Page extract.
*****

I was part of a diamond heist. Here’s how the Louvre was looted
The adrenaline, the sleepless nights, the millions of pounds’ worth of loot at stake... The cell, the silence, the years of your life lost. Lee Wenham, one of the men behind the 2000 Millennium Dome diamond heist, unpicks the Louvre robbery – and reveals what the thieves will be now fearing most

This morning I sat down with a cup of tea, watching the news coverage of the Louvre robbery. Seven minutes, they said. In and out. A truck with a basket lift, an angle grinder, a hammer. No guns. It was broad daylight, in the busiest part of Paris. My phone started going off – a load of texts, one after the other, some funny, some genuinely concerned, all saying the same thing: “Mate, was that you?”

*****

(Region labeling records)

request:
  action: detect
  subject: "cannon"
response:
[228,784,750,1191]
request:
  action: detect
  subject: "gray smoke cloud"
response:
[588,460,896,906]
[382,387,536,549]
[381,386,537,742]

*****

Required work.
1 – According to the news coverage described in the Louvre robbery article, what equipment did the thieves use?
2 – Rewrite the region labeling records as a JSON list of strings, one string per line, leaving out any blank lines.

In response.
1 – A truck with a basket lift, an angle grinder, and a hammer.

2 –
[
  "request:",
  "  action: detect",
  "  subject: \"cannon\"",
  "response:",
  "[228,784,750,1191]",
  "request:",
  "  action: detect",
  "  subject: \"gray smoke cloud\"",
  "response:",
  "[588,460,896,906]",
  "[382,387,536,549]",
  "[381,386,537,742]"
]